### Work task
Repeat the entries that appear below, exactly as they are given.

### Referring expression data
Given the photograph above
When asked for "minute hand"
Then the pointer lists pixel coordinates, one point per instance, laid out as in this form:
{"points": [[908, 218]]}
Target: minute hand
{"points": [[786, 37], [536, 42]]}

### Completed exercise
Given the photograph above
When asked for "minute hand"
Then the pointer lists pixel coordinates, one point per instance, laid out as in this form:
{"points": [[908, 218]]}
Target: minute hand
{"points": [[786, 37], [536, 42]]}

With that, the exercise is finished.